Descrizione del compito
Riscrivi tutto ciò che va dalla riga contenente "Target: leather bridle" fino alla fine dei record, estremi inclusi e richieste comprese. Moltiplica per 2,35 le coordinate dei punti e arrotondale all'intero più vicino, con le metà arrotondate per eccesso.

------------------------------------------------------------------------

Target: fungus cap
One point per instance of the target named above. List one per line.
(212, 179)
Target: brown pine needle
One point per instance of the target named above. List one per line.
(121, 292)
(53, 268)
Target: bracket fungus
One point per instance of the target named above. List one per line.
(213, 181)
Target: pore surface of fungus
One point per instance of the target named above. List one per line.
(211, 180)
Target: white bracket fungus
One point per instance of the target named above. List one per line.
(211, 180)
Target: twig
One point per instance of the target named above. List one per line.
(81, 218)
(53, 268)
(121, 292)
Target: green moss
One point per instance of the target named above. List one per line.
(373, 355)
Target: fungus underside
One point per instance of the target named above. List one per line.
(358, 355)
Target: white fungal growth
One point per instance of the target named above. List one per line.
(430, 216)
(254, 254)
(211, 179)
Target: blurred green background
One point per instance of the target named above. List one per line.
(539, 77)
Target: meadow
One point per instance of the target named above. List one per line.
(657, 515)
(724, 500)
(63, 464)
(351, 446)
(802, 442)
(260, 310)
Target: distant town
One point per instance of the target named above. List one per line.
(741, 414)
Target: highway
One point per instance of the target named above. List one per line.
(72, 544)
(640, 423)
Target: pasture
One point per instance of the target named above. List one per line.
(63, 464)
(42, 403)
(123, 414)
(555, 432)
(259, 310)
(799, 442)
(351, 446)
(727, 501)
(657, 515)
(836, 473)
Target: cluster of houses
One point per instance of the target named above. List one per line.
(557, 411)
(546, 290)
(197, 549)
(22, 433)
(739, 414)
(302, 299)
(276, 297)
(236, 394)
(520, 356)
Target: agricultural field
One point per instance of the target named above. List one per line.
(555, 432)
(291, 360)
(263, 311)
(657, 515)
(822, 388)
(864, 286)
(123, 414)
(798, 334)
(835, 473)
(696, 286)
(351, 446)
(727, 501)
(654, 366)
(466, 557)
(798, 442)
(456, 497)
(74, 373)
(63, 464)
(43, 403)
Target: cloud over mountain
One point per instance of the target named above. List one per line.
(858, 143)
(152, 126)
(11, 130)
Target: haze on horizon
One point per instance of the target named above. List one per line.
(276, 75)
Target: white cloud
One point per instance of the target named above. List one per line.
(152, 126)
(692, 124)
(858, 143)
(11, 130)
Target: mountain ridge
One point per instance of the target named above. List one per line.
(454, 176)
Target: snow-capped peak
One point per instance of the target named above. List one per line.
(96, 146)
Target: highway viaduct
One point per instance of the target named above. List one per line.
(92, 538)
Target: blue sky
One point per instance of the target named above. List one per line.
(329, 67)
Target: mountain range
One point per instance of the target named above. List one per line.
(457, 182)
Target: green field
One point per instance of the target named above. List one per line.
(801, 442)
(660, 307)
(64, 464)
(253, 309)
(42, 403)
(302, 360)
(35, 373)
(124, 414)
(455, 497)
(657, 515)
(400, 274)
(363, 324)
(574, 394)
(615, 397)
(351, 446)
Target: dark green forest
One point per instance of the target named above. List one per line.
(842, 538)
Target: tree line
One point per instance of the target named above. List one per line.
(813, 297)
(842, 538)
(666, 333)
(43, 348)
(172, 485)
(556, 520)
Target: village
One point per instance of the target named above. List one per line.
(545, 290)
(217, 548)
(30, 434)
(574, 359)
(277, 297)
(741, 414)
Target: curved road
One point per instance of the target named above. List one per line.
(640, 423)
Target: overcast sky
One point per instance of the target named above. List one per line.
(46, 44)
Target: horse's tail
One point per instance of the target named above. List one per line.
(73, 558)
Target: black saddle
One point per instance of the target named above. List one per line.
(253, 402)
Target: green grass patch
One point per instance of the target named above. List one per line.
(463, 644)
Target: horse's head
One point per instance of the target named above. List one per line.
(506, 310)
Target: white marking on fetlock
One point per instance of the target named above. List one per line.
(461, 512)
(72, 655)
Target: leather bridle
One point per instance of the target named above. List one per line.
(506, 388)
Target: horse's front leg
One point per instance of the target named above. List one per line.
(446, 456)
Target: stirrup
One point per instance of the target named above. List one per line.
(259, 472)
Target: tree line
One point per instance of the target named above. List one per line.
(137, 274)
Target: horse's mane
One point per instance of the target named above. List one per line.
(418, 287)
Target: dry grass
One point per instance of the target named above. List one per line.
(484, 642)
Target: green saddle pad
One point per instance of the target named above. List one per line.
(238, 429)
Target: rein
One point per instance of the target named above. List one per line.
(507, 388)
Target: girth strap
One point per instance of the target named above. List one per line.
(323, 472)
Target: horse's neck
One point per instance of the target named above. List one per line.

------------------------------------------------------------------------

Soluzione proposta
Target: leather bridle
One point per instance of the target named above. List one per line.
(1189, 912)
Target: horse's front leg
One point per instance of the target named above. List one per line.
(1048, 1072)
Target: stirrup
One point per instance of the target named above. List one per line.
(609, 1109)
Target: tree line
One point per instance of the target named above. List one per line.
(322, 644)
Target: horse's mane
One point per instance of the target named above. List one per line.
(982, 674)
Target: dry grass
One point per instance of the target named above. List one per line.
(1137, 1509)
Target: green saddle pad
One point per instance of the target named above. List one per line.
(559, 1008)
Target: rein
One point per instance of the target named above. List one per line.
(1191, 912)
Target: girth strap
One point per instance of the target named above. List one per line.
(759, 1109)
Target: horse's neck
One point per instance of the target named above. List one per line.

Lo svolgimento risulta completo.